(Источник):
В результате "Бал-маскарад" как бы не имеет определенного места жительства. Принимая во внимание обстоятельства написания, его ставят и с участием чернокожих персонажей, и без них. Куда заманчивее сама фабула, где речь идет о заговоре оппозиции, хитрыми оперными тропами приводящем-таки к убийству правителя страны. В последнее время очень модно стало обыгрывать в постановках этой оперы современную предвыборную истерию, хоть как-то возвращая опере ее былую актуальность. Не стали исключением и господа Вилер с Морабито — авторитетная команда, вокруг которой в какой-то степени и сформировано понятие "режиссерский оперный театр" (в Москве они представлены "Нормой", перенесенной в "Новую оперу" из Штутгарта).
Их версия "Бала-маскарада" происходит в Америке времен 1960-х. Точнее, в одном, сильно, надо сказать, надоедающем к концу спектакля полуобщественном пространстве, напоминающем санаторий для партийной элиты. В глубине небольшая эстрада, годная и для бальных танцев, и для укрытия заговорщиков, справа бар, имеется много неуютных посадочных мест. Здесь происходит все. И официальная дневная жизнь в офисных костюмах с бодрыми предвыборными выступлениями. И вечерние посиделки прислуги, среди которой особым уважением пользуется слепая гадалка-мулатка Ульрика (для этой роли совершенно преобразилась Лариса Дядькова). И даже что-то невнятное из области межрасовых отношений (когда под потолком обнаруживаются висящие трупы Ульрики и еще одного чернокожего). И ночной интим в банных халатах. И финальная картина усталого разврата в маскарадных костюмах.
Сценографию, слишком уж стандартную для современного немецкого театра, сделала Барбара Эйнес, сменившая в этой команде легендарную Анну Фиброк. В этом же новом составе постановщики дебютируют летом на Зальцбургском фестивале с "Русалкой" Антонина Дворжака.
Там же с ними будет работать и польский тенор Петр Бечала (известный нам благодаря международным проектам Владимира Федосеева), который в "Бале-маскараде" и пением, и повадкой оказался неотразим в главной мужской роли. Его герой — партийный лидер по имени Ричард, витальный обаяшка в демократичном свитере, который знает толк в шутках и женщинах. Женщин вокруг него минимум три — бессловесная жена-статистка, которая умеет светски улыбаться и махать рукой в перчатке с балкона, сексапильная помощница с колоратурным сопрано (в оригинале это паж Оскар) и Амелия, жена его лучшего друга Ренато.
Именно этой глупо распавшейся супружеской паре, а не убитому в конце весельчаку Ричарду постановщики сочувствуют больше всего и пытаются в том же убедить зрителя. Поначалу это не очень хорошо получается. Сцена, где муж категорически не узнает собственную жену, застуканную во время выяснения ее любовных отношений с Ричардом и изящно прикрывающуюся капюшоном от халата, выглядит так простецки, будто господа Вилер и Морабито вообще решили не ставить эту глупость. Но потом многое спасает мальчик — крошечный сын Ренато и Амелии в коротких штанишках и с идеальным пробором. Постановщики, щеголяя хорошим чувством черного юмора, вводят его в спектакль и делают ключевым героем в сцене вытягивания бумажки с именем будущего убийцы Ричарда. Им оказывается отец мальчика Ренато.
К этому времени Ренато, которого поет мощный словацкий баритон Далибор Йенис, уже практически сошел с ума. А его жена Амелия, в роли которой не столько вокалом, сколько всем своим чувственно-страдательным обликом хороша Катерина Наглестад, отчаянно раскаивается. Жизнь в пансионате совсем превратилась в какой-то блескучий, тлеющий фантом. А что все-таки будет с выборами, вообще никого, даже пьяную оппозицию, не интересует.

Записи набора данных

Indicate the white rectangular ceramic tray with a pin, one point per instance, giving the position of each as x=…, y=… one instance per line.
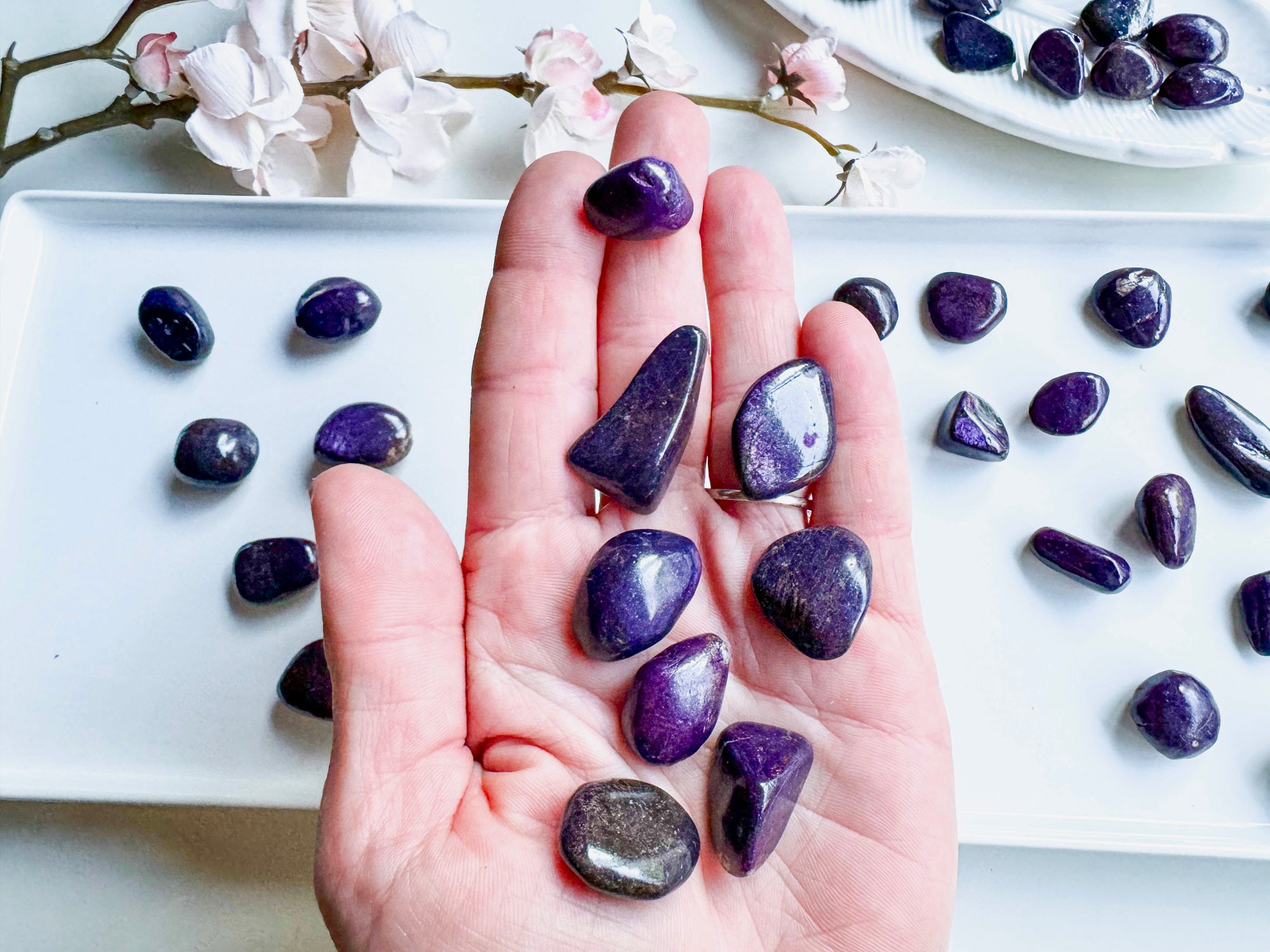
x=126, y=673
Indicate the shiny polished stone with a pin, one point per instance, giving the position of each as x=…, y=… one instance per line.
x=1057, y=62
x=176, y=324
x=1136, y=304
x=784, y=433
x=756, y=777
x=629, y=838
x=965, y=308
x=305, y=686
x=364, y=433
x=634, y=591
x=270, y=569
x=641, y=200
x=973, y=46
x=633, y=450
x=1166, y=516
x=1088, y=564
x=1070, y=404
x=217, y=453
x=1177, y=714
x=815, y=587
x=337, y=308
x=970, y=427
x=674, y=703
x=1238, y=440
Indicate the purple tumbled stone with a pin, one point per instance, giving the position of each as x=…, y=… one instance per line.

...

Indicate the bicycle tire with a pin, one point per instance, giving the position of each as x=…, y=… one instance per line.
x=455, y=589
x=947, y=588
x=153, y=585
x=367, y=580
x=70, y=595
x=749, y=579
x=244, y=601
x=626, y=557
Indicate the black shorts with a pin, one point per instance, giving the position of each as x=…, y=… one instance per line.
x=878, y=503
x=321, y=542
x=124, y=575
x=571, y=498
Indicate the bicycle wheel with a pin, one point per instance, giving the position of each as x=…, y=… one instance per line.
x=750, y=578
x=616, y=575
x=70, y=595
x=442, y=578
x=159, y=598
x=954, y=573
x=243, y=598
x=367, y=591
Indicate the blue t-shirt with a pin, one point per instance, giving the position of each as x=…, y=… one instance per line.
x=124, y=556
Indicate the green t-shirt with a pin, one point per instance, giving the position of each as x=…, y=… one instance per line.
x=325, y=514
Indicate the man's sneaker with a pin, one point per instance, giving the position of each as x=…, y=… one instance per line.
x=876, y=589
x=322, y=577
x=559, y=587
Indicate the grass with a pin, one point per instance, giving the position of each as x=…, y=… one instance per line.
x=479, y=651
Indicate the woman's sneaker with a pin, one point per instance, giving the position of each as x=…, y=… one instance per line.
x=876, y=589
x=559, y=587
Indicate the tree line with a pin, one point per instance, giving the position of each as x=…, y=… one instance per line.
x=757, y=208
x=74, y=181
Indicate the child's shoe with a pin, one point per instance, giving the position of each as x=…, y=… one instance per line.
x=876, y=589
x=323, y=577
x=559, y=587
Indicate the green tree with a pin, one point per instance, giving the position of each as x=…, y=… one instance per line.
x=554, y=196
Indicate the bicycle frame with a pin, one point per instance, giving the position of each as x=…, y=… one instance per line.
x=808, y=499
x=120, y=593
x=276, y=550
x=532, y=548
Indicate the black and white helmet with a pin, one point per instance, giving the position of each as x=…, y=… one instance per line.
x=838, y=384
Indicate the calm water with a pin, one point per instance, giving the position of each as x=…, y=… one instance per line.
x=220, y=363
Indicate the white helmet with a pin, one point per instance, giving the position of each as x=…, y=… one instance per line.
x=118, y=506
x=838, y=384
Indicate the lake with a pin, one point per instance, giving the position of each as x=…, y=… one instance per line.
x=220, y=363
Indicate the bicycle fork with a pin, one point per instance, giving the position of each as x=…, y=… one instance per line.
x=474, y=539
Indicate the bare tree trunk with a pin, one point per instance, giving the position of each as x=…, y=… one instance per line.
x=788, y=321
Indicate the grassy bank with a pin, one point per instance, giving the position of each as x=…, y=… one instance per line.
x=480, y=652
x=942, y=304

---

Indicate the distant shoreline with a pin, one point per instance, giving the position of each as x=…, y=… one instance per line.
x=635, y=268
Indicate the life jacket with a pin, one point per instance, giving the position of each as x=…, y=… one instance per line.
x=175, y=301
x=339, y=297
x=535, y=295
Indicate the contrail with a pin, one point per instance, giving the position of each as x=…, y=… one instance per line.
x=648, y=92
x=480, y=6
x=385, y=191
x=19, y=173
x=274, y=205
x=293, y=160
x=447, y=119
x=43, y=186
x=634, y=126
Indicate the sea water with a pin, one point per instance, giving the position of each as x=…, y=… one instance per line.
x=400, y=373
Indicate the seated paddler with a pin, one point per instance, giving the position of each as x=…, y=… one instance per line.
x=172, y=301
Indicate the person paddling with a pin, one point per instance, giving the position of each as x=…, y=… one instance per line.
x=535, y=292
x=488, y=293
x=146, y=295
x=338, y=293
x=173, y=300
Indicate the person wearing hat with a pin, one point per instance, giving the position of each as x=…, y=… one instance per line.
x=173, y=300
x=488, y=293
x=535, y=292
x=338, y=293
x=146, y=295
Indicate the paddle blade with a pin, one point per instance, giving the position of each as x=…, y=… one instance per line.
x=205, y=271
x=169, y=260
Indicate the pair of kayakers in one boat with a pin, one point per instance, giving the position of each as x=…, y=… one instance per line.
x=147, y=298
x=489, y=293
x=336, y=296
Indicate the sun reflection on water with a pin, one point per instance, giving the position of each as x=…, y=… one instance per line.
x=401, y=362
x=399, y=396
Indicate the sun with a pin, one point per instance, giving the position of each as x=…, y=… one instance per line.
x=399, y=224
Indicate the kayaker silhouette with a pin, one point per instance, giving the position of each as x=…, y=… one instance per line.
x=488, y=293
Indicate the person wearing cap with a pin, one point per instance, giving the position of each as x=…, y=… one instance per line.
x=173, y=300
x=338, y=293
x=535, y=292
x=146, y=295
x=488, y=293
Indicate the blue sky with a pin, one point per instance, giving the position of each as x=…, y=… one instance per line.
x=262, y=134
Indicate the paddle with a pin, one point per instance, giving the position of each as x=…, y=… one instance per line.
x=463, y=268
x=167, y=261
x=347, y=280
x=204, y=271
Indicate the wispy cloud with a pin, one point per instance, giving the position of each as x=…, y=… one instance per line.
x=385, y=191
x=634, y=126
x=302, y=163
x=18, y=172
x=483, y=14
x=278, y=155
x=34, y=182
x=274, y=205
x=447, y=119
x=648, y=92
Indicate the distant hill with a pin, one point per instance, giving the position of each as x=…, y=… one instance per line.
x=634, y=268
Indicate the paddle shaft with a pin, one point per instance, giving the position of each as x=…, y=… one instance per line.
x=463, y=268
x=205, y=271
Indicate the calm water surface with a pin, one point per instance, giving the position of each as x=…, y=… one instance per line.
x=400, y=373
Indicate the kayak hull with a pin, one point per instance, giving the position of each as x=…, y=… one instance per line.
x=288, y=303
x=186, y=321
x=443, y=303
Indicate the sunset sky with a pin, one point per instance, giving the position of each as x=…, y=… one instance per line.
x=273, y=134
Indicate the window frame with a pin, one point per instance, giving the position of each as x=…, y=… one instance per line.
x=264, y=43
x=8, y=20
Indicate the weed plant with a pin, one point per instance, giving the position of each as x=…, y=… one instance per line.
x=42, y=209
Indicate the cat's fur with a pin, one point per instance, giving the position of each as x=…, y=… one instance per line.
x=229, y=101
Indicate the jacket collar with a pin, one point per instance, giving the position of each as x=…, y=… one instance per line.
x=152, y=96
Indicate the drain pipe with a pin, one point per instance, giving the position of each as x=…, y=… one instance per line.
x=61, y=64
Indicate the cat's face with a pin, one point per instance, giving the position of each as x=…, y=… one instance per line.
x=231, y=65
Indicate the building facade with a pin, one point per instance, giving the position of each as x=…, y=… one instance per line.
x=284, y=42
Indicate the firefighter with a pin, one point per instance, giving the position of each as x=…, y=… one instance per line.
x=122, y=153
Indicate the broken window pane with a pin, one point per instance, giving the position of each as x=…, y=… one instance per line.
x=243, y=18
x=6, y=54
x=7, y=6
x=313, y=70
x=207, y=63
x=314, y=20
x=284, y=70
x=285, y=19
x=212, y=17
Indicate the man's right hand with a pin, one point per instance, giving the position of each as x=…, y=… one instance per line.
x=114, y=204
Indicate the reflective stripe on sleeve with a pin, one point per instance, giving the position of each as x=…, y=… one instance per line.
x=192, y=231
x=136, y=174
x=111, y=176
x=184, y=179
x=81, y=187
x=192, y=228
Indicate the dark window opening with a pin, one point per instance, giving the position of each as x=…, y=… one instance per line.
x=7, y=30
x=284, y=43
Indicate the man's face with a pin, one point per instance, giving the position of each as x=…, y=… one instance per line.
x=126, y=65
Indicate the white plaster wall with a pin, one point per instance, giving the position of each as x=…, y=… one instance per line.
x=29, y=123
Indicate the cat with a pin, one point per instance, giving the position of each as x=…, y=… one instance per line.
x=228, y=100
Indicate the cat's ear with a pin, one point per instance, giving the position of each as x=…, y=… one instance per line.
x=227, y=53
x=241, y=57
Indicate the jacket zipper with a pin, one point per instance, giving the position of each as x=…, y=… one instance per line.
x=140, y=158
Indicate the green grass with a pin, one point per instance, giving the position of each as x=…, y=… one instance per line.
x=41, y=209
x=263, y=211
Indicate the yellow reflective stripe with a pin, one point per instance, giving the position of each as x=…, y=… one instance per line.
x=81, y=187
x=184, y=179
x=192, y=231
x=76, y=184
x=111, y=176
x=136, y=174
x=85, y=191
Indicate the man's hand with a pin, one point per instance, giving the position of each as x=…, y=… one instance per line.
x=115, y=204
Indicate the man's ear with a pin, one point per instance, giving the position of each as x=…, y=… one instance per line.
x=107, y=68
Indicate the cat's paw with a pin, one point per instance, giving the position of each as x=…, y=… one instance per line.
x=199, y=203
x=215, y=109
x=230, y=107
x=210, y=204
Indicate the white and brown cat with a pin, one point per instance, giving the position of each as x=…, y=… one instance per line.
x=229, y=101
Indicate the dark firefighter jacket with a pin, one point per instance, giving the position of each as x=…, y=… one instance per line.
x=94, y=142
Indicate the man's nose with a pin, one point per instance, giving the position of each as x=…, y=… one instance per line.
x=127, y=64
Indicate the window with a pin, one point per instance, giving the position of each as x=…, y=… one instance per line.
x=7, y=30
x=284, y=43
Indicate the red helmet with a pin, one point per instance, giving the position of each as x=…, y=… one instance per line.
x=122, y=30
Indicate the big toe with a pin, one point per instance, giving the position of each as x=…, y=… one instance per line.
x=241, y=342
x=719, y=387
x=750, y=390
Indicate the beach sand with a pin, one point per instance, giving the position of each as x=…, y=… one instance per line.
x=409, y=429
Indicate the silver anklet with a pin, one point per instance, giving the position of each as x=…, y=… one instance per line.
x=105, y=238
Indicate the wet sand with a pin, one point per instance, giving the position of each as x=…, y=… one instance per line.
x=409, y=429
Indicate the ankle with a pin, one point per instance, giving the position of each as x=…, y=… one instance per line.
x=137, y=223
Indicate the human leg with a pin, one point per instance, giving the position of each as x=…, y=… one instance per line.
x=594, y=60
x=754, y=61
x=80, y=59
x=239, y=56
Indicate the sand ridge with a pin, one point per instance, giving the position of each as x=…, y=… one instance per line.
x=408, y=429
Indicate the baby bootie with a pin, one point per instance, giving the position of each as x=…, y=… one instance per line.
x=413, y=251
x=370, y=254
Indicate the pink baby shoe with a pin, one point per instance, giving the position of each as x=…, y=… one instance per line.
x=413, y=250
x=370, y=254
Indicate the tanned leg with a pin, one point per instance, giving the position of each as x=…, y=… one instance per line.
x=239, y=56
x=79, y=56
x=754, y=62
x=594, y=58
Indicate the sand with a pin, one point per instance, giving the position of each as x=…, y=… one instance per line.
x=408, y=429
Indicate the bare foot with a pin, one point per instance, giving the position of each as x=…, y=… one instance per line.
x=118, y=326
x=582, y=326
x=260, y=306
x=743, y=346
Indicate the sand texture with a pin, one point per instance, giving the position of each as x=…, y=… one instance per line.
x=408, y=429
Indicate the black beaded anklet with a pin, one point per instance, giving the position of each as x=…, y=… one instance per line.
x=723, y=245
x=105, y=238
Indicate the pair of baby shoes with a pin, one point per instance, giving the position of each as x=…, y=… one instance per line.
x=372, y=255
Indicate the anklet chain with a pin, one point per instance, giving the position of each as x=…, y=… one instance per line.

(Задание 1):
Определите, соответствуют ли тексту о постановке «Бала-маскарада» утверждения (a), (b) и (c). На каждое ответьте «да» или «нет» и дословно приведите решающие слова текста.
(a) Действие этой версии оперы перенесено в Америку 1960-х годов.
(b) Сценографию спектакля создала Анна Фиброк.
(c) Партию Ренато исполняет словацкий баритон Далибор Йенис.
(Задание 2):
Процитируйте фрагмент текста о постановке «Бала-маскарада», начиная со слов «К этому времени» и продолжая до слов «оппозицию, не интересует.».
Приведённый листинг здесь никак не используется.

(Ответ к упражнению 1):
(a) Да: «Их версия "Бала-маскарада" происходит в Америке времен 1960-х.»
(b) Нет: «Сценографию, слишком уж стандартную для современного немецкого театра, сделала Барбара Эйнес, сменившая в этой команде легендарную Анну Фиброк.»
(c) Да: «Ренато, которого поет мощный словацкий баритон Далибор Йенис».

(Ответ к упражнению 2):
К этому времени Ренато, которого поет мощный словацкий баритон Далибор Йенис, уже практически сошел с ума. А его жена Амелия, в роли которой не столько вокалом, сколько всем своим чувственно-страдательным обликом хороша Катерина Наглестад, отчаянно раскаивается. Жизнь в пансионате совсем превратилась в какой-то блескучий, тлеющий фантом. А что все-таки будет с выборами, вообще никого, даже пьяную оппозицию, не интересует.